Dataset entries:
----------------

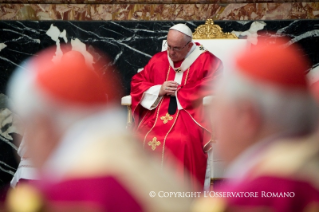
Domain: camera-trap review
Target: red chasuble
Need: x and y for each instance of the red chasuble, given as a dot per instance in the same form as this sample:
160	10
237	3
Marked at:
180	140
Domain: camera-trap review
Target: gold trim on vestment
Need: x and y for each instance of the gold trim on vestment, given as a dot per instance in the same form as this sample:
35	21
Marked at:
166	118
154	142
154	122
163	151
158	108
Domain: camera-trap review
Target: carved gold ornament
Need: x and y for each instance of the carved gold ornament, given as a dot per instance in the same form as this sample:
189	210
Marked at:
209	30
154	143
166	118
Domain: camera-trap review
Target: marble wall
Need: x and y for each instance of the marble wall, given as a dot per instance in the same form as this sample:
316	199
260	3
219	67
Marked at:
129	43
135	10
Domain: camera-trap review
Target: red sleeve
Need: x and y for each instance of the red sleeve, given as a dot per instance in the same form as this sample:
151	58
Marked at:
191	95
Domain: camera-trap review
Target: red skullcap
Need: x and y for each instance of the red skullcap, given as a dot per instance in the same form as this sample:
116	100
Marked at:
275	64
315	90
71	80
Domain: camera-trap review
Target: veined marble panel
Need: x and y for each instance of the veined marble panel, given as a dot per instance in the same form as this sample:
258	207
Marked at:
158	12
129	43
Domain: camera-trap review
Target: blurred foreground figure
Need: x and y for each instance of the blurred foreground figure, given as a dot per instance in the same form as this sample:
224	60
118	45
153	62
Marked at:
263	115
76	139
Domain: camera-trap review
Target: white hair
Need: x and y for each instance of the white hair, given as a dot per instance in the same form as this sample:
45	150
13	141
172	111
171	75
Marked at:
29	100
289	110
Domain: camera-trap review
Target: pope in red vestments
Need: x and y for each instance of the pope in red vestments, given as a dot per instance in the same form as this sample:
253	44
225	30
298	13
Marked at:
76	139
182	75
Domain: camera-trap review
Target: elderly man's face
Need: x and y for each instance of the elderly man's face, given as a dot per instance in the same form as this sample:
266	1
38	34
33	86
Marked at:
177	40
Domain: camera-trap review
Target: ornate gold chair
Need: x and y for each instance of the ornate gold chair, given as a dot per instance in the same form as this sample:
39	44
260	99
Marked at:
223	45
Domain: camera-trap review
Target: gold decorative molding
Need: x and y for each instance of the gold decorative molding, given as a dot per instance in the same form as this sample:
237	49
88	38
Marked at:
209	30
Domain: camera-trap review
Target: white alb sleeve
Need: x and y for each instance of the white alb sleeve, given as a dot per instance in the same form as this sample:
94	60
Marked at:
151	99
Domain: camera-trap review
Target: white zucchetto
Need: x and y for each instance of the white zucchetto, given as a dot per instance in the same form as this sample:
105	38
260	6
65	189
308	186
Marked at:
183	28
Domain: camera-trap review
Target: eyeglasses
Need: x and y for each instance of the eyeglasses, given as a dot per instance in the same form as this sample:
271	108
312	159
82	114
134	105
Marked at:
175	49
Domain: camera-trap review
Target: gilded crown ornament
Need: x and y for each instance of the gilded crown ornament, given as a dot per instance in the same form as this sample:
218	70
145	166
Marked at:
209	30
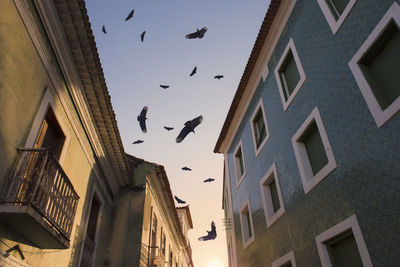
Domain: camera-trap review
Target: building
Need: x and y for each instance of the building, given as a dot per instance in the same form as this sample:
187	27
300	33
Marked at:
155	231
63	169
311	138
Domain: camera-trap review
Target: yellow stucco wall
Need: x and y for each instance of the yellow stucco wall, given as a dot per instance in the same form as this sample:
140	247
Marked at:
23	79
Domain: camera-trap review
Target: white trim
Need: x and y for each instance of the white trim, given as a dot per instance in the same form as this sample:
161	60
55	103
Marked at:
288	257
48	100
251	238
95	190
230	232
270	215
239	179
380	116
290	47
308	179
260	105
349	223
333	23
277	26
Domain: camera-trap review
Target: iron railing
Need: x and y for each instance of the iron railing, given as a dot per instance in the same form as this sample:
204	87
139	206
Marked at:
38	180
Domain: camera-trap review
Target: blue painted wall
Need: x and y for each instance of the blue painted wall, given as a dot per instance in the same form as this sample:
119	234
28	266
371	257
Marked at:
367	180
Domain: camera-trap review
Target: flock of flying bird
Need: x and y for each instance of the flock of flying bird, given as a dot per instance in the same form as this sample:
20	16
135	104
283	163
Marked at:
189	125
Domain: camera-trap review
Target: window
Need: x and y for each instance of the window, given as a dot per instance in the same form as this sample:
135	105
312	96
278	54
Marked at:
272	196
343	245
240	167
246	222
336	11
259	127
376	67
285	261
289	74
313	151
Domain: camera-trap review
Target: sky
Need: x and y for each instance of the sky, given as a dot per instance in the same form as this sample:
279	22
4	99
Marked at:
134	70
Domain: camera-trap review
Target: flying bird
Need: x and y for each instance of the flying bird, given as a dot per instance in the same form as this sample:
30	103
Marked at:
142	36
189	127
211	235
142	119
193	72
180	201
130	15
197	34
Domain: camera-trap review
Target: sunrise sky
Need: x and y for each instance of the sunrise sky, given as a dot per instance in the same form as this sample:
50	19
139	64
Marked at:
134	71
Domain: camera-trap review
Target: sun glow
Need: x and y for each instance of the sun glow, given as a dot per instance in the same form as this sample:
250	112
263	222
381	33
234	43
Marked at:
216	263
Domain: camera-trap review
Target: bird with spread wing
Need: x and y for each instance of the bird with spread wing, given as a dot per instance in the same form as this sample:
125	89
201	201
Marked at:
211	235
197	34
142	119
189	127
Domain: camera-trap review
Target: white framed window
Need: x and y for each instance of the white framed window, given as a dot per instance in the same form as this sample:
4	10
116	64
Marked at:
313	151
285	261
240	166
376	67
259	127
289	74
343	245
336	11
246	222
272	196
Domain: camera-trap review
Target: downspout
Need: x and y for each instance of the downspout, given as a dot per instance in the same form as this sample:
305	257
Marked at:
148	250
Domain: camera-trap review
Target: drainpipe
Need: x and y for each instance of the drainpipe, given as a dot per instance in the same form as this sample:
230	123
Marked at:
148	249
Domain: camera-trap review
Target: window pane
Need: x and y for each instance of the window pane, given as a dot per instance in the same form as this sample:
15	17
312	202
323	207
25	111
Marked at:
274	195
289	75
381	66
344	252
315	148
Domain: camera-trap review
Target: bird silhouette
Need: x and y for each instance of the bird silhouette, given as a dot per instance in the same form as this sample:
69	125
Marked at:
180	201
211	235
197	34
193	72
130	15
189	127
142	119
142	36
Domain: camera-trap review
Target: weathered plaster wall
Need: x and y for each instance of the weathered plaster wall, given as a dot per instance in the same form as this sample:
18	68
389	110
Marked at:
366	181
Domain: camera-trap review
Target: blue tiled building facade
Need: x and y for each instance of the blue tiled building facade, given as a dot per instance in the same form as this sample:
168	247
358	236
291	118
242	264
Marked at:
325	184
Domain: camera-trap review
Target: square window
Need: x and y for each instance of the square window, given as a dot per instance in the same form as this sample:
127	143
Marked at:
289	74
313	151
343	245
272	196
240	167
336	11
259	127
376	67
246	223
285	261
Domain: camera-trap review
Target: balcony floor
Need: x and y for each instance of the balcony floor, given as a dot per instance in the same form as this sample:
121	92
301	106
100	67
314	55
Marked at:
28	222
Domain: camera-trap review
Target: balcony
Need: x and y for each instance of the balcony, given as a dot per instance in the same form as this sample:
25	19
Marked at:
38	200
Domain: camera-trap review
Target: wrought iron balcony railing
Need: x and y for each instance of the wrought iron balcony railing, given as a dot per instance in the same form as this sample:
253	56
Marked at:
37	181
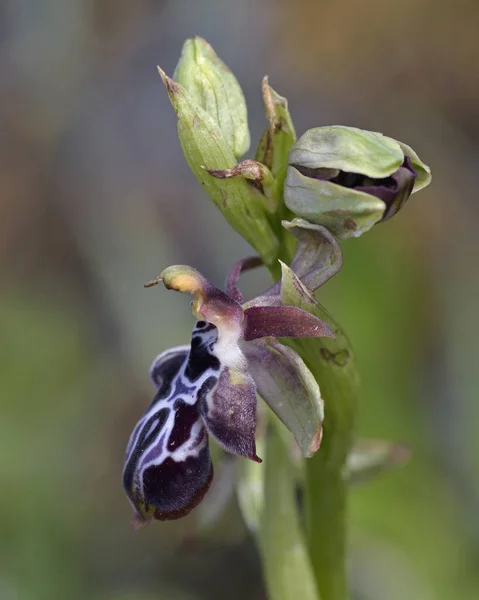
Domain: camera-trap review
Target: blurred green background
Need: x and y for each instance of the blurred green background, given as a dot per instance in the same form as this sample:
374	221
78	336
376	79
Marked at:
96	199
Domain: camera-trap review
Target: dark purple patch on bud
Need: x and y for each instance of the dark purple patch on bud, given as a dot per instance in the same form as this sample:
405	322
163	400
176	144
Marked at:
282	321
186	416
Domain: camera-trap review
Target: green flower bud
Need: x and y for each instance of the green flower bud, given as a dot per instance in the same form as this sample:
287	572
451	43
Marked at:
206	149
213	86
349	179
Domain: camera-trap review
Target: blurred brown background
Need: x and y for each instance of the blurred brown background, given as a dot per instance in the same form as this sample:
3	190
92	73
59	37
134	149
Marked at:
96	199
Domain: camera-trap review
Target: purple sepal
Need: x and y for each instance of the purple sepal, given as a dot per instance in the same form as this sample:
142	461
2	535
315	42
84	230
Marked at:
282	321
229	412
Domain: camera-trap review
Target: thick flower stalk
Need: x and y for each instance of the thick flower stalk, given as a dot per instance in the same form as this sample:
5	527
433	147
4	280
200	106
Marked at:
292	202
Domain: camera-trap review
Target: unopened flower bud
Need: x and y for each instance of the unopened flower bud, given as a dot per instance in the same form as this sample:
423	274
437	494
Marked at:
207	151
349	179
213	86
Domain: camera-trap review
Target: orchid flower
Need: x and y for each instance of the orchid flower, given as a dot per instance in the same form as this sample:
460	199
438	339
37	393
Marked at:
210	387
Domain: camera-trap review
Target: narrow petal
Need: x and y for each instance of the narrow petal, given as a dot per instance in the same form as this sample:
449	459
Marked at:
228	407
282	321
289	388
166	366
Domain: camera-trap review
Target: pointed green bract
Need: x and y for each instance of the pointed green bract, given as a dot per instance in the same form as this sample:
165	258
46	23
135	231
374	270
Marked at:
286	563
213	86
205	148
349	179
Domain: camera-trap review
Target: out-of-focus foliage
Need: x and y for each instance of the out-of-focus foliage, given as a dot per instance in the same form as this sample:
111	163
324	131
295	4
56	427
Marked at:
96	199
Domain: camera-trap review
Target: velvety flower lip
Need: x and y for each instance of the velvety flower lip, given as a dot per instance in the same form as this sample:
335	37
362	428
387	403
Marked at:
393	190
210	387
349	179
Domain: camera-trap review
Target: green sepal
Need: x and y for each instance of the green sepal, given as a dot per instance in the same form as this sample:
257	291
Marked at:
259	178
344	211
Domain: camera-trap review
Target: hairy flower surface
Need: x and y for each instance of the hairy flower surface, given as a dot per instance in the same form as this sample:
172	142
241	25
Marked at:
209	388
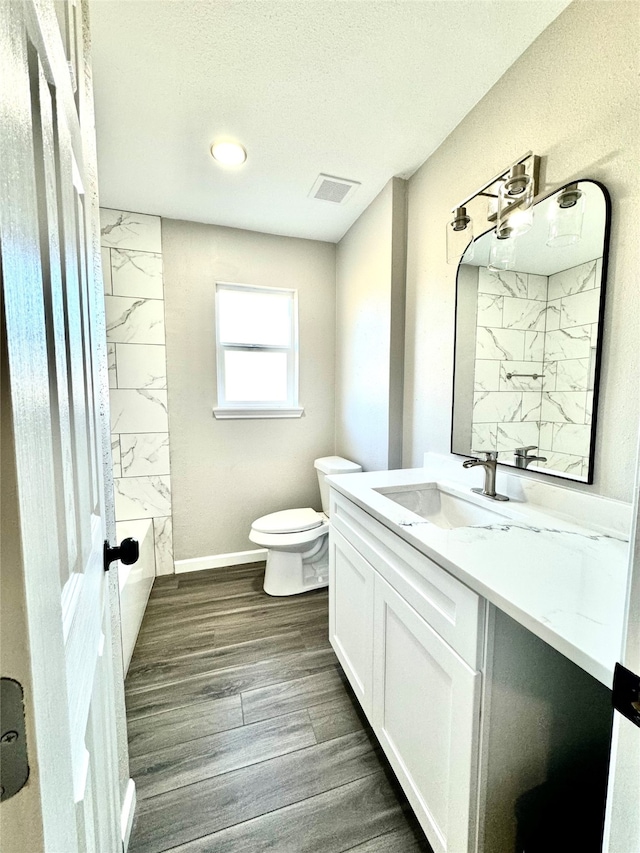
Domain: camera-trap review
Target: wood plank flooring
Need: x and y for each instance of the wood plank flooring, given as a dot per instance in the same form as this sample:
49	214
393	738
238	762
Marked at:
244	736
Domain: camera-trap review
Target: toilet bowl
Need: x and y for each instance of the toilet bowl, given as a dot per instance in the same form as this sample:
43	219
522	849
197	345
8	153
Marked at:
297	540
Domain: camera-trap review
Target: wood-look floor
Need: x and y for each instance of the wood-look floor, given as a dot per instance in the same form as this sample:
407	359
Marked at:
243	734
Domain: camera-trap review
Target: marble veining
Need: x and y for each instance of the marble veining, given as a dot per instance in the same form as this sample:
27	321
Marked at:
146	453
131	320
120	228
531	564
141	366
137	274
138	410
142	497
505	344
163	533
564	406
105	259
490	406
490	309
527	314
111	365
574	280
115	456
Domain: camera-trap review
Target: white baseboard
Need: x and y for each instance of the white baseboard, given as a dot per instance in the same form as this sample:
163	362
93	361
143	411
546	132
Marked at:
220	561
127	814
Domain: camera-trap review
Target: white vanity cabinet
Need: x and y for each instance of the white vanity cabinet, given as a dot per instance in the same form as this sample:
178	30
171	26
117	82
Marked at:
409	637
351	583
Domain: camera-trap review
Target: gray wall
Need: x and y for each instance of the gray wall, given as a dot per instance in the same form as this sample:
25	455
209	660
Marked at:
370	316
572	98
227	473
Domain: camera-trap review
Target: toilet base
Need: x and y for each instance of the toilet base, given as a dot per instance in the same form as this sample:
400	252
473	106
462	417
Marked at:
288	573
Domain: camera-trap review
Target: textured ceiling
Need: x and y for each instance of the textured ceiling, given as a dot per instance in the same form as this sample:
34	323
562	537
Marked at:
354	88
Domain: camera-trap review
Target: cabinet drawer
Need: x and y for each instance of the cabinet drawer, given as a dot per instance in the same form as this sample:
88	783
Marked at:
450	607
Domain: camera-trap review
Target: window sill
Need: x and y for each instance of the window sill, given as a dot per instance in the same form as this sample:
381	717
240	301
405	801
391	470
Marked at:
227	413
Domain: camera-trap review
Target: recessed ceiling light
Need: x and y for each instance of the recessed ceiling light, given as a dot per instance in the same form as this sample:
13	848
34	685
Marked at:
228	153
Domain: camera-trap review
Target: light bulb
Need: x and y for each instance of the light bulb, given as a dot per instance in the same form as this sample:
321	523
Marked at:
502	255
459	236
515	202
228	153
565	218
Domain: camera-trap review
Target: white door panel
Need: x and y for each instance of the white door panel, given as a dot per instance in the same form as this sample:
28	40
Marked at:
55	338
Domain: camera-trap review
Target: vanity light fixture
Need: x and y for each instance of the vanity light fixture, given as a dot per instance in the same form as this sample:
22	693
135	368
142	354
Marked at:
459	236
228	153
515	201
514	189
565	217
502	255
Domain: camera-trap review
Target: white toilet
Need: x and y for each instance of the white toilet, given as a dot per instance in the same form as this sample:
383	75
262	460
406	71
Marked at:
298	539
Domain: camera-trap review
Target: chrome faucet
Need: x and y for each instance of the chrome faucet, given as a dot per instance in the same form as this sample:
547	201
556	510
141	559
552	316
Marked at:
522	456
489	464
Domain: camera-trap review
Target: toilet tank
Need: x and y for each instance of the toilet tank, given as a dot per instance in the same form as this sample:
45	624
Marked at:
332	465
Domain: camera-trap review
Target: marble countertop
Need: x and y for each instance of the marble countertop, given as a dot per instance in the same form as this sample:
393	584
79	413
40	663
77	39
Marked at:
564	582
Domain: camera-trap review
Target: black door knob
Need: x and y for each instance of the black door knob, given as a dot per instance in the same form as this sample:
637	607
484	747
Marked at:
127	552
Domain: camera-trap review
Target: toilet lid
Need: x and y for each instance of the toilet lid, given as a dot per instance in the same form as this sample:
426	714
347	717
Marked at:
288	521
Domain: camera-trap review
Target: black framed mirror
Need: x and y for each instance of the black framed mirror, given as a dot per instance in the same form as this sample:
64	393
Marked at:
528	341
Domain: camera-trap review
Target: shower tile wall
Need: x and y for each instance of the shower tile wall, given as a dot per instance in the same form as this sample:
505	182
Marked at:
134	297
534	324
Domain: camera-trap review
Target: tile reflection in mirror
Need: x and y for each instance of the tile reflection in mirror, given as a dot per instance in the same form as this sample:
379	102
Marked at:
528	343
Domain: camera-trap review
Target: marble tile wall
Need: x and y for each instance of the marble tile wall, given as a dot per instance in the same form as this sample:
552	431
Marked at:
571	336
134	297
533	324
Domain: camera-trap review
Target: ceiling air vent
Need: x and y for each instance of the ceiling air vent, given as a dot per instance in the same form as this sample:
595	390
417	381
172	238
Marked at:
337	190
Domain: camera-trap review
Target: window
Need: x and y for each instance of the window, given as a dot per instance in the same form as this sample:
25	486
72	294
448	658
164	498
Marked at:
257	352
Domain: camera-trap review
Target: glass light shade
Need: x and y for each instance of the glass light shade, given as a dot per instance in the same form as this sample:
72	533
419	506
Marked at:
502	255
566	217
459	236
515	202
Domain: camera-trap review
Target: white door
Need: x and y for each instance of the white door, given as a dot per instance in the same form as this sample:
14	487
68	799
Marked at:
351	615
622	827
426	714
53	310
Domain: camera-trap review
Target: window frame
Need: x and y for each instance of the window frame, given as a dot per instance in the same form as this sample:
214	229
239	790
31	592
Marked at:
252	408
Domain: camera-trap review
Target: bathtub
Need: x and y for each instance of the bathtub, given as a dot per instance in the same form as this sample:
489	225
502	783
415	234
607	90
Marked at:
135	582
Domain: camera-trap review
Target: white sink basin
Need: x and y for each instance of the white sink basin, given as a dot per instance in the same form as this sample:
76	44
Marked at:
444	507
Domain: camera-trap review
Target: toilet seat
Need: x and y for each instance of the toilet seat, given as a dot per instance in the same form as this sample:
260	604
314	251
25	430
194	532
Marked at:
291	540
289	521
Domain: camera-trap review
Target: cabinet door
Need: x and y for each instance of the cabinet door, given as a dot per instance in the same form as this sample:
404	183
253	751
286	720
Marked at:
426	716
351	615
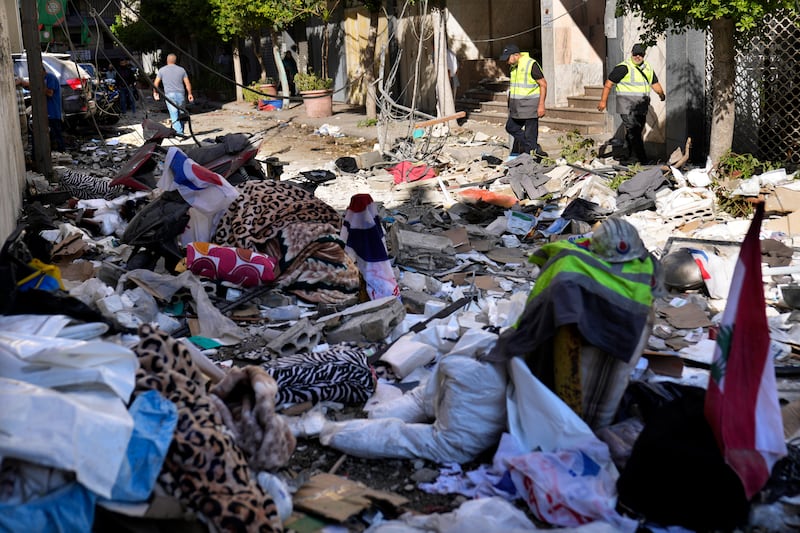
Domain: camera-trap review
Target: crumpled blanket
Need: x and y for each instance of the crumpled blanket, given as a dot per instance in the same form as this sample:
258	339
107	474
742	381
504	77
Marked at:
204	469
246	400
406	171
302	232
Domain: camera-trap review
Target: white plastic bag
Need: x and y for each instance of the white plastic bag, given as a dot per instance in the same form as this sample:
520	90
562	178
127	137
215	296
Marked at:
539	419
83	432
468	401
568	488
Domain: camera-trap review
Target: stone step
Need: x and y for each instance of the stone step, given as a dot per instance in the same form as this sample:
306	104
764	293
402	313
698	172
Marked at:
576	113
584	127
483	95
593	90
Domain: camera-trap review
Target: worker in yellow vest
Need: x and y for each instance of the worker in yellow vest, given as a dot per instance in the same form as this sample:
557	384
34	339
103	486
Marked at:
632	80
526	96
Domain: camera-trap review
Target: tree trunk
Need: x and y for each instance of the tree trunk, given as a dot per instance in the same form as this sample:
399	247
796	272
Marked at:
237	70
445	104
369	66
279	66
722	89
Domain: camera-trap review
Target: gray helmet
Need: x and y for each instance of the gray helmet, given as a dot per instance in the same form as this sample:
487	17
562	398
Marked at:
681	272
617	241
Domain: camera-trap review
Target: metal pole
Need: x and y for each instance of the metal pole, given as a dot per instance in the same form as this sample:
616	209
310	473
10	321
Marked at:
41	129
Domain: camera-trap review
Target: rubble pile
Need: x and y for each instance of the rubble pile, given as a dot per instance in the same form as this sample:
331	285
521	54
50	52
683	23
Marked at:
374	307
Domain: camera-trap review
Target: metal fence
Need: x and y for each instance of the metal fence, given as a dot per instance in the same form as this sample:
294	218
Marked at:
767	91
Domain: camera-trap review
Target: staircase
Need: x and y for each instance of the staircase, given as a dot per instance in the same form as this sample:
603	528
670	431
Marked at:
489	102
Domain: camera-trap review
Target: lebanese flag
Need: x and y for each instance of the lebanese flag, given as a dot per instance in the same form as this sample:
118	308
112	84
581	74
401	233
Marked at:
741	403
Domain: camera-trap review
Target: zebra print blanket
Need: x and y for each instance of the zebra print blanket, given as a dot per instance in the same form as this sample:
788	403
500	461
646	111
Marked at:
86	187
338	375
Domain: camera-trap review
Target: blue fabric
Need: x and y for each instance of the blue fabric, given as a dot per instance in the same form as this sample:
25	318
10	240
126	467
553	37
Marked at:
126	100
69	508
154	421
54	101
178	98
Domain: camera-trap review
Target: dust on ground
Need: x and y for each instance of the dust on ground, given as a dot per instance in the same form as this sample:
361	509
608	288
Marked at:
301	147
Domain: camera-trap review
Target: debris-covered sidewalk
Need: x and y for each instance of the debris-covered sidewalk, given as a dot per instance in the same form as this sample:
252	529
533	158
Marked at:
227	332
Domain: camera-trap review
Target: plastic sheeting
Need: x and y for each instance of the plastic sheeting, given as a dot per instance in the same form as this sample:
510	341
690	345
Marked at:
40	426
61	362
465	399
474	516
70	508
155	419
211	322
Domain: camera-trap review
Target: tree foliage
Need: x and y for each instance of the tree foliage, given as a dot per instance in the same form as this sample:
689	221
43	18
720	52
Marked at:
660	16
724	19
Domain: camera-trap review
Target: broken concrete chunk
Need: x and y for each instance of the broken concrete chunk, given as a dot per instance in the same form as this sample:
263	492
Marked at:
301	337
421	251
420	282
416	301
406	355
374	326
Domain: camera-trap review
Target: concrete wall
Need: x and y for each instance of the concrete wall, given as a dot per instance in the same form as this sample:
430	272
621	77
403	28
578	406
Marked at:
573	43
13	27
685	88
12	164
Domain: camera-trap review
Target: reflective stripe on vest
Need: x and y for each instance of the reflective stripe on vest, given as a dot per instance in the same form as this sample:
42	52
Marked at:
522	83
628	285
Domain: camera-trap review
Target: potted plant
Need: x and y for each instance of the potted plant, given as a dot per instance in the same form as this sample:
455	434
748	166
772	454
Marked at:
258	90
317	94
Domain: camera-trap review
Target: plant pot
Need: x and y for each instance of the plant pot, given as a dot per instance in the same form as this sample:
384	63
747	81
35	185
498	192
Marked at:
318	103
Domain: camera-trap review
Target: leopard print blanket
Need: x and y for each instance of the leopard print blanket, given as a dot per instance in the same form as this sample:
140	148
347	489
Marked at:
204	469
300	231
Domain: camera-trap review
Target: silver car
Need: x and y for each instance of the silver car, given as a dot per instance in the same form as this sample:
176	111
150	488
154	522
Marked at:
77	103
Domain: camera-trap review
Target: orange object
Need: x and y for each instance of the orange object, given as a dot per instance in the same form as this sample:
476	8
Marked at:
476	195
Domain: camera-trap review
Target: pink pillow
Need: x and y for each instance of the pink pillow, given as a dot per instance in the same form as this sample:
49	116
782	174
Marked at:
236	265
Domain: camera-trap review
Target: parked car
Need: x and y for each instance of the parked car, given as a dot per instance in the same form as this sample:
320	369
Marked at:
77	101
91	70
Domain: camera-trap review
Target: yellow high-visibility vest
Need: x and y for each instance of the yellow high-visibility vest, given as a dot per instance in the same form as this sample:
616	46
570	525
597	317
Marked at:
523	93
634	89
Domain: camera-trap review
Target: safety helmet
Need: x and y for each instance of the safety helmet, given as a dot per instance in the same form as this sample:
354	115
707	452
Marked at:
617	241
681	271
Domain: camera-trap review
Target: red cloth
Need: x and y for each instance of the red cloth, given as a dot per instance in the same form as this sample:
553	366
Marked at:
406	171
741	403
237	265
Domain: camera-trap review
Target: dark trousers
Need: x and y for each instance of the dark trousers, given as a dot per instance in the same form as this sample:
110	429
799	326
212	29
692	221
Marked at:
126	100
525	132
634	132
56	138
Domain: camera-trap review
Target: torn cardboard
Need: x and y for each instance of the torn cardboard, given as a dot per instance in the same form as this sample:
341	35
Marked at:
337	498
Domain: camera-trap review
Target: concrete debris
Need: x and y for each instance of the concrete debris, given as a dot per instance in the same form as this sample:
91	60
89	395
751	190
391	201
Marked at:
473	246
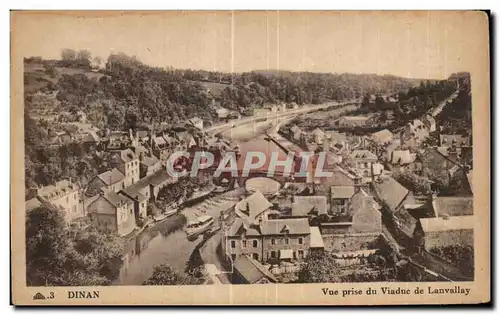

----------------

WORK TO BE COMPLETED: Working from the entries above, find every line in which the word "broken" occurs and copy it.

REPLY:
Target: broken concrete chunk
Need: x and y for each instance of the broken concrete chunk, given as a dot per instance in the same form as this sample:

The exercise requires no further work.